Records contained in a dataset
--- Start ---
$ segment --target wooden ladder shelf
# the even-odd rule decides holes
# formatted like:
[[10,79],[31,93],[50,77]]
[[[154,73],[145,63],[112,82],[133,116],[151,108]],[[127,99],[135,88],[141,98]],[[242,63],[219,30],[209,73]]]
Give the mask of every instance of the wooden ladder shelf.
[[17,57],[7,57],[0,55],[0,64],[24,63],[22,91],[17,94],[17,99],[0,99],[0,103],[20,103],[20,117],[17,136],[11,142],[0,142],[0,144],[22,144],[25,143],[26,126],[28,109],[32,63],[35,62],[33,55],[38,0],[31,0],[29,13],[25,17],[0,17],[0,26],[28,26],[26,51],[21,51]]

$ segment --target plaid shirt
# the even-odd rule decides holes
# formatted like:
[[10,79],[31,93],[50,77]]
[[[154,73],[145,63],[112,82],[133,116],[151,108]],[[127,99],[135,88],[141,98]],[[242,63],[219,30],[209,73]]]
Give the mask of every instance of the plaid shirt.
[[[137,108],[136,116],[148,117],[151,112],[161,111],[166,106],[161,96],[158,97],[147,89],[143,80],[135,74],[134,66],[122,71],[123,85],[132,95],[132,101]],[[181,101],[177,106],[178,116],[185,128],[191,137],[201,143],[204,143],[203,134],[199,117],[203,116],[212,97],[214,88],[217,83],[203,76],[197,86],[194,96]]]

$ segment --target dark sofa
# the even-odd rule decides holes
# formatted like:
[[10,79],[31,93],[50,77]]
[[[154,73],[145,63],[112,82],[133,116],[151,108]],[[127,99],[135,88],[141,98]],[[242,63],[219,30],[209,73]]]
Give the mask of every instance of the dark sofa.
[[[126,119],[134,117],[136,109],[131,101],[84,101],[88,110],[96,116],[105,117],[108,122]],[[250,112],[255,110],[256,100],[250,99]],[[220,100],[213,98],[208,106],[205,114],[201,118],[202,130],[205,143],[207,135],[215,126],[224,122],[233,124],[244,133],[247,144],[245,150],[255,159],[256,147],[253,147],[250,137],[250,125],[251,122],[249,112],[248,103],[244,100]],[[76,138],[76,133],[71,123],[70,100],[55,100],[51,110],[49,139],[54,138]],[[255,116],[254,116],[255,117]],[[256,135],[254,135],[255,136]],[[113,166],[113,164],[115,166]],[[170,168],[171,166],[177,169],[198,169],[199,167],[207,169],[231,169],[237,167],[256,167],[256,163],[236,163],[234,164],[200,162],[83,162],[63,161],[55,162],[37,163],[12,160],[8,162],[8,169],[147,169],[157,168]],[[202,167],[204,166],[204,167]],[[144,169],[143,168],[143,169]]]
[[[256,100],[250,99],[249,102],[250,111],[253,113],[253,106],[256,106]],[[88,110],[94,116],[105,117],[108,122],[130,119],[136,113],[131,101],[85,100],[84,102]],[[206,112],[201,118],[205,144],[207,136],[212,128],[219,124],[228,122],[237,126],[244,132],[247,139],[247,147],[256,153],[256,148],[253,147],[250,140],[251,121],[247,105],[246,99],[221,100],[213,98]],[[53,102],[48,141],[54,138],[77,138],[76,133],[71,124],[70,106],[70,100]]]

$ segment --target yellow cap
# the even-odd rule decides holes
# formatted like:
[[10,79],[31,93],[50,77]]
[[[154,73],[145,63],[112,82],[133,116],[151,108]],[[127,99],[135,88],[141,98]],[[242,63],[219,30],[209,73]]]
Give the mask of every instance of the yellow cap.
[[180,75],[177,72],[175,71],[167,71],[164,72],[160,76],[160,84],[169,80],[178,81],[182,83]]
--- End ---
CHALLENGE: Transcribe only the trailing portion of the entries above: the line that contains "--target yellow cap" and each line after it.

OUTPUT:
$ segment --target yellow cap
# the even-odd rule decides holes
# formatted like:
[[10,79],[31,93],[50,77]]
[[[154,73],[145,63],[112,82],[133,116],[151,108]],[[127,99],[135,88],[141,98]],[[242,63],[219,30],[209,73]]]
Give the mask of every instance of the yellow cap.
[[180,75],[177,72],[175,71],[167,71],[164,72],[160,76],[160,84],[169,80],[178,81],[182,83]]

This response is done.